* **Text under study**
:::::

The National School Lunch Program, which feeds 31 million kids every year, only allows schools to serve low-fat or skim milk. There’s a bill in Congress now that would make major changes to the Healthy, Hunger-Free Kids Act, the 2010 legislation championed by Michelle Obama that’s riled everybody from the School Nutrition Association (which says the bill costs $4 million a day in wasted food) to researchers at the Harvard School of Public Health (who found 60 percent of fresh veggies being thrown away) to high-schoolers in Kansas who put out a video spoof of Fun’s “We Are Young” called “We Are Hungry” to protest the cafeteria changes, which limit their lunch calories to 850 or less per day. (The video shows them fainting from starvation.) The HHFKA is the perfect example of the government’s fraught relationship with food.
Because despite all the healthy-eating advice the USofA has been doling out since the 1960s, Americans aren’t living longer. We’re actually dying sooner. We’re immensely fatter. We’ve got diabetes in droves, high blood pressure in heaps, Himalayas of cholesterol. Maybe we should return to the diets of our forefathers in, oh, say, 1938. What did they live on? Red meat. Grilled cheese. Mashed potatoes. Layer cakes. No quinoa, no kombucha, no kale. Such a regression was the recommendation of investigative journalist Nina Teicholz in a New York Times op-ed last year: “Since the very first nutritional guidelines to restrict saturated fat and cholesterol were released by the American Heart Association in 1961,” she wrote, “Americans have been the subjects of a vast, uncontrolled diet experiment with disastrous consequences. … [W]e would be wise to return to what worked better for previous generations: a diet that included fewer grains, less sugar, and more animal foods like meat, full-fat dairy and eggs.” The dean of the Friedman School of Nutrition Science and Policy at Tufts University recently told Time magazine that saturated fat is “kind of neutral” in the human diet, and that “low-fat turkey meat or a bagel or cornflakes or soda is worse for you than butter.” To think of all the turkey I’ve eaten while trying to be good.
If any other entity was as arbitrary, unscientific, inconsistent and just plain wrong as the government is when it comes to food, we’d laugh it out of town. But why shouldn’t the feds keep throwing bad advice our way? There isn’t any downside, and every couple of years some graphic designer gets to dream up a whole new way of sharing all that useless advice with us. The megafarmers stay happy. The schoolkids stay hungry. We average Joes and Joannas beat on, boats against the current, borne back ceaselessly into obesity. You know what might make the government think twice before issuing its next food fatwa? A bill that takes the $4 million a day that gets tossed in the school-cafeteria trash and uses it to pay damages to those who’ve been burned by the government’s diet advice. I’d settle for, oh, say, a hundred bucks for every year I went without butter.

:::::

* **Material supplied**
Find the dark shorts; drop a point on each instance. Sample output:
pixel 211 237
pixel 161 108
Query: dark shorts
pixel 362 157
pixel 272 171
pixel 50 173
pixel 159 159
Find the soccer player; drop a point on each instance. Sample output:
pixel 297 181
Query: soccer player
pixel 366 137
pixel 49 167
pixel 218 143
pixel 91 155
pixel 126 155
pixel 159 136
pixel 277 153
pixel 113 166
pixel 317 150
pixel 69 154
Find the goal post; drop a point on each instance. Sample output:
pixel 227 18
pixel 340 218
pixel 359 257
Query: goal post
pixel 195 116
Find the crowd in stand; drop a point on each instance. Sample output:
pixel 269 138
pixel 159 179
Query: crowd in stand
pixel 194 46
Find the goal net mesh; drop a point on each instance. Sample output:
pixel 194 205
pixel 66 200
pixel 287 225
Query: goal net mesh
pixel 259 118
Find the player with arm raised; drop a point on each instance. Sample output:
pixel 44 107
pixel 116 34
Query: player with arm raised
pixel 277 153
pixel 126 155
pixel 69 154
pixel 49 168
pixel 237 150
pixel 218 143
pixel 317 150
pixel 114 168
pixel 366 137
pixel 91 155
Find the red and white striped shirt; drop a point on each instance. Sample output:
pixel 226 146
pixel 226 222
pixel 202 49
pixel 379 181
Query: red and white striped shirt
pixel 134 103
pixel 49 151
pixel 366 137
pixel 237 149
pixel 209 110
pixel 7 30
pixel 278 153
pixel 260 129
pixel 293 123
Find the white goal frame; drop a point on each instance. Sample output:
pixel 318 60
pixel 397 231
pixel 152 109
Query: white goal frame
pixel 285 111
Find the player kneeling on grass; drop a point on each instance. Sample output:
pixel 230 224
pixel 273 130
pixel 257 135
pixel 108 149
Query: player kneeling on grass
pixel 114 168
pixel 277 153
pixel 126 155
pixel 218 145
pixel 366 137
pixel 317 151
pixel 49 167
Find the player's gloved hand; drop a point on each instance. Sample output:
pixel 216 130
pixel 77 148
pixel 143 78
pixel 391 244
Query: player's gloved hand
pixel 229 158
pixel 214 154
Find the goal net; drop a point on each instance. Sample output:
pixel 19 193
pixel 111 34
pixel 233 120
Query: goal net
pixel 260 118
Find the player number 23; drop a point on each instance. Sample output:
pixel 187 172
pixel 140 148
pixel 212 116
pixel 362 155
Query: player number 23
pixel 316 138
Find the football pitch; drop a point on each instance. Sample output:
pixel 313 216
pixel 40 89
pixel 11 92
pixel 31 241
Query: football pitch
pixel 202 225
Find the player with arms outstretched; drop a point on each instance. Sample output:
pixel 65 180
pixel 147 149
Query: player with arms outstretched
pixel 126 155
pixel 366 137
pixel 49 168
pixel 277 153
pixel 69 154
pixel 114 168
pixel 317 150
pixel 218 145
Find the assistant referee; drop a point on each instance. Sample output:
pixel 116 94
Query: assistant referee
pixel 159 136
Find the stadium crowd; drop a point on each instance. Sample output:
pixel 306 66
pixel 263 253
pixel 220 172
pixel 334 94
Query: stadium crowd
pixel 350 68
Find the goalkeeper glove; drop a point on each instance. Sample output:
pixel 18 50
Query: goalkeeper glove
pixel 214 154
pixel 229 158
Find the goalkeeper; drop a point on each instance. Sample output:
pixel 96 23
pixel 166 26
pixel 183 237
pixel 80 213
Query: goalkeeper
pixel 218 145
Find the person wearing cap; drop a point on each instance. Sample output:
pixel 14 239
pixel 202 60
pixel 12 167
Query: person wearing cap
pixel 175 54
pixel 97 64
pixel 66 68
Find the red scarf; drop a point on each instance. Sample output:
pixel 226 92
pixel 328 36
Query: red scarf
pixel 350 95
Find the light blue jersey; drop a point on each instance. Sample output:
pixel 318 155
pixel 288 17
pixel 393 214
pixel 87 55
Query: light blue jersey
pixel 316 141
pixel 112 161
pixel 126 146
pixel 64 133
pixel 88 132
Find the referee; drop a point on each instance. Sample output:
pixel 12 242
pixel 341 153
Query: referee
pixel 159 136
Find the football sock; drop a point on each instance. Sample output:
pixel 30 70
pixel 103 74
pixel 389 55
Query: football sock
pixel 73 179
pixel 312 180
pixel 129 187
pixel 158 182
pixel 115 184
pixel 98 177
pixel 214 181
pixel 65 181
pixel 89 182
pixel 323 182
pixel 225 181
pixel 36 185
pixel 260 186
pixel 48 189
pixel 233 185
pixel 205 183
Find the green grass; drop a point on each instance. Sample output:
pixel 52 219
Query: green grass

:::::

* **Activities**
A. In the piece on government food advice, why does the author suggest going back to the diets of 1938? Please answer in one to three sentences.
B. Revise the piece on government food advice, starting at "The National School" and ending at "relationship with food.", replacing "Congress" with "the Senate".
C. According to the piece on government food advice, how many kids does the National School Lunch Program feed every year?

* **Answer section**
A. The author says that despite the healthy-eating advice the government has given since the 1960s, Americans aren't living longer. They are dying sooner, are much fatter, and have a lot of diabetes, high blood pressure and high cholesterol.

B.
The National School Lunch Program, which feeds 31 million kids every year, only allows schools to serve low-fat or skim milk. There’s a bill in the Senate now that would make major changes to the Healthy, Hunger-Free Kids Act, the 2010 legislation championed by Michelle Obama that’s riled everybody from the School Nutrition Association (which says the bill costs $4 million a day in wasted food) to researchers at the Harvard School of Public Health (who found 60 percent of fresh veggies being thrown away) to high-schoolers in Kansas who put out a video spoof of Fun’s “We Are Young” called “We Are Hungry” to protest the cafeteria changes, which limit their lunch calories to 850 or less per day. (The video shows them fainting from starvation.) The HHFKA is the perfect example of the government’s fraught relationship with food.

C. 31 million.